Edit the records below by replacing every "Indicate" with "Mark" and leaving all other text as it is.

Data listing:
============
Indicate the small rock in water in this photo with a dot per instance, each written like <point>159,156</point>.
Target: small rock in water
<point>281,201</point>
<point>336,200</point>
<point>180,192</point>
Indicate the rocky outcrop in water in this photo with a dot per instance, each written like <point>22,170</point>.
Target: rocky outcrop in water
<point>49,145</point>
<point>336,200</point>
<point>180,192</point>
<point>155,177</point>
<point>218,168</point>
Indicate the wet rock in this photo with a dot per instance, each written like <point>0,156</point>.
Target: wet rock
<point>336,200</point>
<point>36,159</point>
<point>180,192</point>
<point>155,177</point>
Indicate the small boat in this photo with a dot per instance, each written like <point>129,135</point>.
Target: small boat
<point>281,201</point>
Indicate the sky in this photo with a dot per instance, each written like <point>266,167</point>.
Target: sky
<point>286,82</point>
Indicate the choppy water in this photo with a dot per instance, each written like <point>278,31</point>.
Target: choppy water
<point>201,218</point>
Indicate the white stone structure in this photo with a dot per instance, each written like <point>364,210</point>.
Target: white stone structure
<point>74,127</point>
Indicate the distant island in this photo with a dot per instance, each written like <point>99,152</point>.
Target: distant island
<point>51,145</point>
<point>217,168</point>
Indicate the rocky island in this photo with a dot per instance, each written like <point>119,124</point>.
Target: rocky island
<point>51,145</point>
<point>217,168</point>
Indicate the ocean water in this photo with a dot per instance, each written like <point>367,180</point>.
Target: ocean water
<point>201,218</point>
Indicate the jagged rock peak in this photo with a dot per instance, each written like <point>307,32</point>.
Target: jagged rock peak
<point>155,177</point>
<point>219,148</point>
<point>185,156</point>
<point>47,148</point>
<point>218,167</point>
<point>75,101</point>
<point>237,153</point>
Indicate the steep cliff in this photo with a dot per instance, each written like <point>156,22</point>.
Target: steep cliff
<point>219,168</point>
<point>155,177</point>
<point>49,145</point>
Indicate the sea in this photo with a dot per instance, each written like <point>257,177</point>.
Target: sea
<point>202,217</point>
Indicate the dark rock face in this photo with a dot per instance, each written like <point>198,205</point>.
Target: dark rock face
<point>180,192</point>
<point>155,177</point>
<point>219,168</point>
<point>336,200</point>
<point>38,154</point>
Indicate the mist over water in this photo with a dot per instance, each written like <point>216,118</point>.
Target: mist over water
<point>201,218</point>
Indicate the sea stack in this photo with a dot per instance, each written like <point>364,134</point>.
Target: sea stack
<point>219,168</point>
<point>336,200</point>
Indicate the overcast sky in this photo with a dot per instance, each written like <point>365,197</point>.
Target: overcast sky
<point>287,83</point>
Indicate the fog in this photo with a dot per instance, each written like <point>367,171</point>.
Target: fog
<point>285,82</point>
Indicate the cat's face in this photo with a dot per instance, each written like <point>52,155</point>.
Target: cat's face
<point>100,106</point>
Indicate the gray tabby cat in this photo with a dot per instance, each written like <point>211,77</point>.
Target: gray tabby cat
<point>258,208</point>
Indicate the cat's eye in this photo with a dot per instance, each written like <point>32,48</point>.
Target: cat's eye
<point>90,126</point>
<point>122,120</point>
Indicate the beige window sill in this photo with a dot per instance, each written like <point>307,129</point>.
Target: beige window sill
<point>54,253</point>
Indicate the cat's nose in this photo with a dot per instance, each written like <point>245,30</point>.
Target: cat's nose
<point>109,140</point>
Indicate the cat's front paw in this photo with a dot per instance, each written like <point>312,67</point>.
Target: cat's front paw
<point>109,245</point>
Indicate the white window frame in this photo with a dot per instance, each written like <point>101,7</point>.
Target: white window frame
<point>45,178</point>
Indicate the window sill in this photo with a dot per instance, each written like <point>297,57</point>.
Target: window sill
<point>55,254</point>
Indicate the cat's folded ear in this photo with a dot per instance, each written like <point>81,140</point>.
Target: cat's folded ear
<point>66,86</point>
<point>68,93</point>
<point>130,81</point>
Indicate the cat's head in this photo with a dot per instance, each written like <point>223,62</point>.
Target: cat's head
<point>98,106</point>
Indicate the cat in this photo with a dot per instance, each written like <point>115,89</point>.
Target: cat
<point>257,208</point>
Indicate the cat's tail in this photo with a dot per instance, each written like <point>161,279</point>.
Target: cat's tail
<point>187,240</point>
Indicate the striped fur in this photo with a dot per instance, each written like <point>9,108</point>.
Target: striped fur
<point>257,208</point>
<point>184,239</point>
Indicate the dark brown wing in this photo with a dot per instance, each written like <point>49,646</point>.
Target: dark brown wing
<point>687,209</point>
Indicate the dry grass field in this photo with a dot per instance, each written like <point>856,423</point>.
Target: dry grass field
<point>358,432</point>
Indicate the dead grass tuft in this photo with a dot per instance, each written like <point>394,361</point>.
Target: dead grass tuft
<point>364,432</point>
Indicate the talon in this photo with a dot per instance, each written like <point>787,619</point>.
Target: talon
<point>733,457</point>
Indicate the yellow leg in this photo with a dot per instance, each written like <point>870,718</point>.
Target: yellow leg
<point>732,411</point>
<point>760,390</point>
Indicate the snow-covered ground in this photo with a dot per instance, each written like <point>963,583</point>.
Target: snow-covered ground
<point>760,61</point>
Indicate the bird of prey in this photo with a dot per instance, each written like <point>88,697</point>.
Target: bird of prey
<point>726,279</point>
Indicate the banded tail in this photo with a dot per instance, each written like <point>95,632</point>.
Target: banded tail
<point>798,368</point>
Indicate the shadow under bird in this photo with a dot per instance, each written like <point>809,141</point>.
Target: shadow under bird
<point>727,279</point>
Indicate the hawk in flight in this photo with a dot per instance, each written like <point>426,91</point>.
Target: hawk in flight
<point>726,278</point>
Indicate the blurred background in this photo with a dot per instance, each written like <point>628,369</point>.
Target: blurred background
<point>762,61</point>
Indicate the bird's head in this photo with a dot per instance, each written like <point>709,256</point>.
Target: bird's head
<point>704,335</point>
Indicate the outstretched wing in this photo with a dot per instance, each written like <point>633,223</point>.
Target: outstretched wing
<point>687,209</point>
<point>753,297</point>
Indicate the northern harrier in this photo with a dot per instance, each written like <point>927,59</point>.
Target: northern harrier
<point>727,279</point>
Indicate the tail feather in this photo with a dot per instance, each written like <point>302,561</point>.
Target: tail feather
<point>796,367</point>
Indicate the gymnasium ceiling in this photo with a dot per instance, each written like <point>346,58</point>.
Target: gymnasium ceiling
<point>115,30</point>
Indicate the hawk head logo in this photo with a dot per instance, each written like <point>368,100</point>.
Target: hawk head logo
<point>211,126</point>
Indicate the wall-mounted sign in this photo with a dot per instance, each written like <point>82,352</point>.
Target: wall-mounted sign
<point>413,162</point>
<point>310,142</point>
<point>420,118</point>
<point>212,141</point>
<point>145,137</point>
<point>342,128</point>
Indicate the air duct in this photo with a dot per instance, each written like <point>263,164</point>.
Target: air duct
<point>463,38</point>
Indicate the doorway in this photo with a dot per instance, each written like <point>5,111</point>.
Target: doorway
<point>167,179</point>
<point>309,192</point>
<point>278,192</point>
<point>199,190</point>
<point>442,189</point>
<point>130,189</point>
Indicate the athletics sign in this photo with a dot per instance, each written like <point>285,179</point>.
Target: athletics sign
============
RESPONSE FOR THIS EXERCISE.
Mark the small rock in water in this photo with a dot per instance, each written like <point>159,156</point>.
Target: small rock in water
<point>281,201</point>
<point>336,200</point>
<point>180,192</point>
Mark the rocky outcrop in water in this photo with a dot per instance, each written like <point>22,170</point>.
Target: rocky outcrop in water
<point>49,145</point>
<point>336,200</point>
<point>180,192</point>
<point>155,177</point>
<point>218,168</point>
Mark the wet rock in this photo with a dot per instance, each written like <point>0,156</point>.
Target: wet rock
<point>336,200</point>
<point>36,159</point>
<point>180,192</point>
<point>155,177</point>
Mark the small boat in this photo with a dot per instance, each written like <point>129,135</point>.
Target: small boat
<point>281,201</point>
Mark the sky in this photo with a dot per instance, each written like <point>266,167</point>.
Target: sky
<point>286,82</point>
Mark the choppy water in this photo with a dot per instance, each written like <point>278,31</point>.
Target: choppy water
<point>201,218</point>
Mark the white stone structure in this photo with a dot per instance, each written like <point>364,210</point>.
Target: white stone structure
<point>74,127</point>
Mark the distant island in this photo with a dot per instance, each written like <point>99,152</point>.
Target: distant island
<point>51,145</point>
<point>217,168</point>
Mark the rocky island in this photo with a dot per instance, each written like <point>119,124</point>.
Target: rocky island
<point>51,145</point>
<point>217,168</point>
Mark the ocean water in this photo with a dot per instance, each written like <point>367,180</point>.
Target: ocean water
<point>201,218</point>
Mark the jagged rock peak in this photo with a dot per instance, each written like <point>307,32</point>.
Target: jagged rock peak
<point>155,177</point>
<point>219,148</point>
<point>185,156</point>
<point>47,148</point>
<point>218,167</point>
<point>75,101</point>
<point>237,153</point>
Mark the steep cliff in this photo with a dot per instance, each written like <point>156,22</point>.
Target: steep cliff
<point>219,168</point>
<point>155,177</point>
<point>49,145</point>
Mark the sea in this photo with a dot per instance, each written like <point>257,177</point>.
Target: sea
<point>202,217</point>
Mark the dark rock face in this photo with a dot per instance, each written like <point>198,205</point>.
Target: dark rock face
<point>180,192</point>
<point>155,177</point>
<point>219,168</point>
<point>336,200</point>
<point>38,154</point>
Mark the mist over water in this photo with a dot per instance, each written like <point>216,118</point>.
Target: mist over water
<point>201,218</point>
Mark the sea stack in this photo with a dot per instance, each written like <point>364,134</point>.
Target: sea stack
<point>219,168</point>
<point>336,200</point>
Mark the overcast sky in this photo with a dot per instance, each written like <point>365,197</point>.
Target: overcast sky
<point>287,83</point>
Mark the fog in this photo with a dot per instance, each written like <point>367,171</point>.
Target: fog
<point>285,82</point>
Mark the cat's face in this photo with a dot per instance, each written like <point>52,155</point>.
Target: cat's face
<point>100,106</point>
Mark the gray tabby cat in this photo with a dot per instance, each written like <point>211,77</point>.
Target: gray tabby cat
<point>258,208</point>
Mark the cat's eye in this photo with a dot per instance, each written like <point>32,48</point>.
Target: cat's eye
<point>90,126</point>
<point>122,120</point>
Mark the beige window sill in this photo with a dot per instance, each written like <point>307,129</point>.
Target: beige window sill
<point>54,253</point>
Mark the cat's nose in this photo with a dot per instance, each written like <point>245,30</point>.
Target: cat's nose
<point>109,140</point>
Mark the cat's front paw in this photo with a dot per instance, each written like <point>312,67</point>.
Target: cat's front paw
<point>109,245</point>
Mark the white window frame in this photo with a dot per instance, each written like <point>101,7</point>.
Target: white window frame
<point>45,178</point>
Mark the window sill in this photo with a dot per instance, each written like <point>297,57</point>.
Target: window sill
<point>55,254</point>
Mark the cat's folded ear in this photo with a dot per instance, each written like <point>81,140</point>.
Target: cat's folded ear
<point>66,86</point>
<point>68,93</point>
<point>130,81</point>
Mark the cat's head in this photo with a dot per instance, each written like <point>223,62</point>.
Target: cat's head
<point>98,106</point>
Mark the cat in this photo with a dot per instance, each written like <point>115,89</point>.
Target: cat
<point>257,208</point>
Mark the cat's tail in this photo with a dot per instance, each written like <point>161,279</point>.
Target: cat's tail
<point>187,240</point>
Mark the striped fur in this photo with a dot per instance, each written like <point>9,108</point>.
Target: striped fur
<point>257,208</point>
<point>184,239</point>
Mark the dark brown wing in this photo with a dot per instance, each written like <point>49,646</point>.
Target: dark brown wing
<point>687,209</point>
Mark the dry grass field in this photo with a dot per instance, each written like <point>856,423</point>.
Target: dry grass field
<point>358,432</point>
Mark the dead grass tuft in this photo with a dot per instance, each written like <point>394,361</point>.
Target: dead grass tuft
<point>364,432</point>
Mark the talon in this photo with a dot per instance, each written like <point>787,619</point>.
Target: talon
<point>733,457</point>
Mark the yellow leg in this photo with a dot per instance, each written like <point>870,718</point>.
Target: yellow leg
<point>732,411</point>
<point>760,390</point>
Mark the snow-covered ground in this photo with a dot per instance, each written like <point>963,583</point>.
Target: snow-covered ground
<point>760,61</point>
Mark the bird of prey in this photo with a dot per instance, each written like <point>88,697</point>.
Target: bird of prey
<point>726,279</point>
Mark the banded tail in this photo with a dot per instance, each written like <point>95,632</point>.
Target: banded tail
<point>798,368</point>
Mark the shadow under bird in this photo with a dot per instance, each written like <point>809,141</point>.
Target: shadow under bird
<point>727,279</point>
Mark the hawk in flight in this photo with a dot per instance, each written like <point>426,91</point>.
Target: hawk in flight
<point>726,278</point>
Mark the blurred background in this photo with a dot per instance, each written like <point>628,369</point>.
Target: blurred background
<point>762,61</point>
Mark the bird's head in this photo with a dot per instance, each written like <point>709,256</point>.
Target: bird's head
<point>704,335</point>
Mark the outstretched wing in this photo with a dot per instance, each written like <point>633,223</point>.
Target: outstretched wing
<point>687,209</point>
<point>753,297</point>
Mark the northern harrier in this photo with a dot per instance, each written like <point>927,59</point>.
Target: northern harrier
<point>727,279</point>
Mark the tail feather in this photo with a dot per instance, each written like <point>302,561</point>.
Target: tail feather
<point>796,367</point>
Mark the gymnasium ceiling in this photo with a dot per instance, each written like <point>346,58</point>.
Target: gymnasium ceiling
<point>115,30</point>
Mark the hawk head logo in this photo with a dot per instance, each written like <point>368,100</point>.
Target: hawk head logo
<point>211,126</point>
Mark the wall-mounted sign in this photo with a dot per instance, each written like <point>82,352</point>.
Target: wall-mounted sign
<point>413,162</point>
<point>310,142</point>
<point>420,118</point>
<point>212,141</point>
<point>145,137</point>
<point>342,128</point>
Mark the air duct in this photo with a dot per instance, each written like <point>263,164</point>.
Target: air duct
<point>463,38</point>
Mark the doorway in this photo with a dot per instance, each written like <point>5,111</point>.
Target: doorway
<point>167,179</point>
<point>309,192</point>
<point>278,192</point>
<point>199,190</point>
<point>442,189</point>
<point>130,189</point>
Mark the athletics sign in this photo with a dot per instance, each written like <point>285,179</point>.
Target: athletics sign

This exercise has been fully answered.